▸ **Task to carry out**: Copy out only those lines running from the line with "Would you mind marking the brick wall" to the end of the listing, keeping each one exactly as it is.

[A block of data]
--- BEGIN ---

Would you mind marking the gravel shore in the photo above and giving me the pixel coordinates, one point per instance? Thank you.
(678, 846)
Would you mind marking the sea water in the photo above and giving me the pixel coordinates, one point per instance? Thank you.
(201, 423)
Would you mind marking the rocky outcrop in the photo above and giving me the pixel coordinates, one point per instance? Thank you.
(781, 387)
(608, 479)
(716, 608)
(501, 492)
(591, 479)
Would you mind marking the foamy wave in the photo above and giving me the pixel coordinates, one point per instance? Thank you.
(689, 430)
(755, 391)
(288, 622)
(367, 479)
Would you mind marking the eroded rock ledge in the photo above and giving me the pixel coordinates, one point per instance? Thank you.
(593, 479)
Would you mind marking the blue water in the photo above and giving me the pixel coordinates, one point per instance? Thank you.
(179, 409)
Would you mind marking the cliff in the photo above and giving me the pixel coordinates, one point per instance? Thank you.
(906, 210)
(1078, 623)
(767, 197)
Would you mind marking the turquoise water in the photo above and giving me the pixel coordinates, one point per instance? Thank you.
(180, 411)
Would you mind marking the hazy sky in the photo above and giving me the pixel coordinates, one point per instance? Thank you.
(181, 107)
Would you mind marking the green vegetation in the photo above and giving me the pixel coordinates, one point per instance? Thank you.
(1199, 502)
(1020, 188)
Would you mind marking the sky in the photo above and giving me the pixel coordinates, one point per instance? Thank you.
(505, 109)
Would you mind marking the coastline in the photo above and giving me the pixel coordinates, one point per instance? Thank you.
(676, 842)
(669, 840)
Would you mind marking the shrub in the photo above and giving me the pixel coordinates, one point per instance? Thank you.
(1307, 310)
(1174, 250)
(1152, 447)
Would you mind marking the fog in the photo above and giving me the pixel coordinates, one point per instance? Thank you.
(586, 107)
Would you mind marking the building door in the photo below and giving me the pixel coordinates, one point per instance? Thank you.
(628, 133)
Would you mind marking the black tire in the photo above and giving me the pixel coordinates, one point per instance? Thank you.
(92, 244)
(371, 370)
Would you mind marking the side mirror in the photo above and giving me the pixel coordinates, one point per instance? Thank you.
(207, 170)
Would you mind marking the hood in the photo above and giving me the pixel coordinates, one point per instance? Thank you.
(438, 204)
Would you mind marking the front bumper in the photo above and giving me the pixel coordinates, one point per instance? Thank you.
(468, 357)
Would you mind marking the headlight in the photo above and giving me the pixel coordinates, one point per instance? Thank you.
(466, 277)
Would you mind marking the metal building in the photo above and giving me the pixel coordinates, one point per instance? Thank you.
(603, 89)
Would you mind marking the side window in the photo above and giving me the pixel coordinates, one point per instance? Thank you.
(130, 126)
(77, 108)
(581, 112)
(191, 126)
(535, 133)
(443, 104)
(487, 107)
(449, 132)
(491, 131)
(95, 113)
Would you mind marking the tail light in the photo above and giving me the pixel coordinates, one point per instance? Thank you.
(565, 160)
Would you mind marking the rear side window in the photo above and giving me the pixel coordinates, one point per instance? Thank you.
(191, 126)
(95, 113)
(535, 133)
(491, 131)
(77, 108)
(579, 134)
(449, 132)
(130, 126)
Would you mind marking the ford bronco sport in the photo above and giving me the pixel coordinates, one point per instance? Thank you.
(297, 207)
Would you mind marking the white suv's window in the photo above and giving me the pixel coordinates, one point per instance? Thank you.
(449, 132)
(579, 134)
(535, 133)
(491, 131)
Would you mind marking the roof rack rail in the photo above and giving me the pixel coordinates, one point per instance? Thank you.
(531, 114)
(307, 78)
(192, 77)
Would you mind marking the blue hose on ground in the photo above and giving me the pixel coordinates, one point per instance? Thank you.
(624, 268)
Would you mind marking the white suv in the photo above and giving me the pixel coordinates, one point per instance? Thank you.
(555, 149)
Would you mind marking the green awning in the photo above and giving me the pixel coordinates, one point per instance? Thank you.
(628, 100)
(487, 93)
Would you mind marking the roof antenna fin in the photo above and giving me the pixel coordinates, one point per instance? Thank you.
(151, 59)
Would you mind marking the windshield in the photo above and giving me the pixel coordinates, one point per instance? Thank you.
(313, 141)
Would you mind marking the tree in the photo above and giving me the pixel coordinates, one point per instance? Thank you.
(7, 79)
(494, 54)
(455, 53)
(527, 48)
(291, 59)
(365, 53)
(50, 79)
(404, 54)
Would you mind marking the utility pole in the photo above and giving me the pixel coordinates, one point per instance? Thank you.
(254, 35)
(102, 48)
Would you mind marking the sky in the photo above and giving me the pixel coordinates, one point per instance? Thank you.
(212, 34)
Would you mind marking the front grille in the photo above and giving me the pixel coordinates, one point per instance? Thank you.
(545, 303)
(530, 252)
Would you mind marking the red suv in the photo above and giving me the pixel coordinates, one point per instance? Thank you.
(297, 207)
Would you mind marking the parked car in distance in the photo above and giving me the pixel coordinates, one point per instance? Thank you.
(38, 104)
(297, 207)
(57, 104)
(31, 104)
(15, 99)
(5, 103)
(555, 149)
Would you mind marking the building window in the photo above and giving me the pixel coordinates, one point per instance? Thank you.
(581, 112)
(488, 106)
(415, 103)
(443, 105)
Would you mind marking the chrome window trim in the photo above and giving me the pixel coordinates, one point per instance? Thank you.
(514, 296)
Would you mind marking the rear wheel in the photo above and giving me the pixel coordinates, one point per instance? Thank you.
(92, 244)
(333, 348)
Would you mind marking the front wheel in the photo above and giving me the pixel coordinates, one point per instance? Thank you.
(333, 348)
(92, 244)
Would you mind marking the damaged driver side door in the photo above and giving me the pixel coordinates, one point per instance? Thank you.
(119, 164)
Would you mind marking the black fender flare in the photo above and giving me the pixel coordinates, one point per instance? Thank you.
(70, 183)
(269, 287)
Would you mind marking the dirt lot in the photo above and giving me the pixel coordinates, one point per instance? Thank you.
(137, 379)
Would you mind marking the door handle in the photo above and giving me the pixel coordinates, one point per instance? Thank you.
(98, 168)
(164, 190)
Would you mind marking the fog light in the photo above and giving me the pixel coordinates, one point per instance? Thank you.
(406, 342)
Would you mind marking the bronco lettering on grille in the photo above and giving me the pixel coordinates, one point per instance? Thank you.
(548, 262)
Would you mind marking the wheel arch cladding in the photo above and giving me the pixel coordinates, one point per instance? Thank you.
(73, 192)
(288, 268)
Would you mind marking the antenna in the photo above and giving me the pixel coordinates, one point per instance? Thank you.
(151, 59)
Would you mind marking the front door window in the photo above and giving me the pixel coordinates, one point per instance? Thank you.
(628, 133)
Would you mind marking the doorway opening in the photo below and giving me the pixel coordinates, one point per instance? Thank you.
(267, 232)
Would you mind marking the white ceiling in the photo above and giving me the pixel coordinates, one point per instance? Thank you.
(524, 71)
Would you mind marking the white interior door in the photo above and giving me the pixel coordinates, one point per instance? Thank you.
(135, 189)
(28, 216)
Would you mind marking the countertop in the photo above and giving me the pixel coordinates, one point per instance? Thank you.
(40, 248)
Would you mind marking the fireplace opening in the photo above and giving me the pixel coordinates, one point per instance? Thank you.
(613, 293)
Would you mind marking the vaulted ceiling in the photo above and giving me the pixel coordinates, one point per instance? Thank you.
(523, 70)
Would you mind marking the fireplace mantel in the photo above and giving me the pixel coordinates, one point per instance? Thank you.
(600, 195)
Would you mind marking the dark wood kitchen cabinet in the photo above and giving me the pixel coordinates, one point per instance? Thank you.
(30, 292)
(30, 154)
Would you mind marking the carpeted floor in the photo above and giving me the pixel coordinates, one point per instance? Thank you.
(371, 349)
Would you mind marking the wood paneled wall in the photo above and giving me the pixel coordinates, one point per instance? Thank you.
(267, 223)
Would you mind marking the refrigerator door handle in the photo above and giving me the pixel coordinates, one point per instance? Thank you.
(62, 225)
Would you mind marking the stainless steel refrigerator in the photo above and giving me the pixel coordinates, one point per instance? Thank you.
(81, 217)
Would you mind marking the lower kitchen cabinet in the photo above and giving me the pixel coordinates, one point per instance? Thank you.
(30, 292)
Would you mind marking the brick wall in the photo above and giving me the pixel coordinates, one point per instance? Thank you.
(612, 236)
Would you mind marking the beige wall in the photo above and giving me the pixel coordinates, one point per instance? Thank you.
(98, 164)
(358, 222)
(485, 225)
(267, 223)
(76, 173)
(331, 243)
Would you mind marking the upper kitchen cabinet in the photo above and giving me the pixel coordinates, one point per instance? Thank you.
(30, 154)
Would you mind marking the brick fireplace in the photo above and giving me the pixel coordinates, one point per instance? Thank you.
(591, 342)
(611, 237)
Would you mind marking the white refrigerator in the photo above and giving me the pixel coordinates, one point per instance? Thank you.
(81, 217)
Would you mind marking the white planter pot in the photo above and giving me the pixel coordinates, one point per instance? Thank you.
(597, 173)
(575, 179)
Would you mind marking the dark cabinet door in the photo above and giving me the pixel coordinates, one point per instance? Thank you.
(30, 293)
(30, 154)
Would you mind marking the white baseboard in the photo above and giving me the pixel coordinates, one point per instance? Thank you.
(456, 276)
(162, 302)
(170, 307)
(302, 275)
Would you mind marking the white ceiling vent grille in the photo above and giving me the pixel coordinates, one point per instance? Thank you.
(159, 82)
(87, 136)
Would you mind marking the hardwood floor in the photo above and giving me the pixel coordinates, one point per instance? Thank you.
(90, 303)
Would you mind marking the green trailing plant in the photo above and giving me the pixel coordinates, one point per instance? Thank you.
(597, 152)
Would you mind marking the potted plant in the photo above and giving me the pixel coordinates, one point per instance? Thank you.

--- END ---

▸ **Answer in full**:
Would you mind marking the brick wall in the photo above and giving me the pixel coordinates, one point per instance? Thank you.
(612, 236)
Would you mind marking the beige wall in the photo above and giving me the pixel coordinates, one point per instance? Thank you.
(98, 164)
(358, 222)
(485, 225)
(267, 223)
(76, 173)
(331, 243)
Would you mind marking the upper kitchen cabinet in the photo above and giving me the pixel coordinates, one point per instance? Thank you.
(30, 154)
Would you mind marking the brick fireplace in the photo above and giving me the pixel coordinates, one point per instance? Thank you.
(591, 342)
(611, 237)
Would you mind marking the white refrigerator in the photo above and giving me the pixel coordinates, one point per instance? Thank you.
(81, 217)
Would you mind marking the white planter pot in the photo above and giving me the pixel coordinates, one point per instance? Thank you.
(597, 173)
(575, 179)
Would you mind marking the dark cabinet door in the photo above and giving me the pixel coordinates, one point per instance? Thank you.
(30, 293)
(30, 154)
Would you mind marking the white baseboard in the photo above and giving me the pixel coordinates, one point per instance? Thank you.
(456, 276)
(162, 302)
(170, 307)
(302, 275)
Would you mind marking the white ceiling vent grille in the photo above and giving me the pixel coordinates, one point per instance? Thank you.
(159, 82)
(87, 136)
Would you mind marking the hardwood floor in the photo above and giving me the pixel coordinates, one point per instance? Thank you.
(90, 303)
Would you mind marking the green trailing plant in the photo above and giving me the pixel coordinates, one point per instance? Thank you.
(597, 152)
Would you mind marking the potted plant in the photo above and giving me the pixel coordinates, one point per instance? Thank you.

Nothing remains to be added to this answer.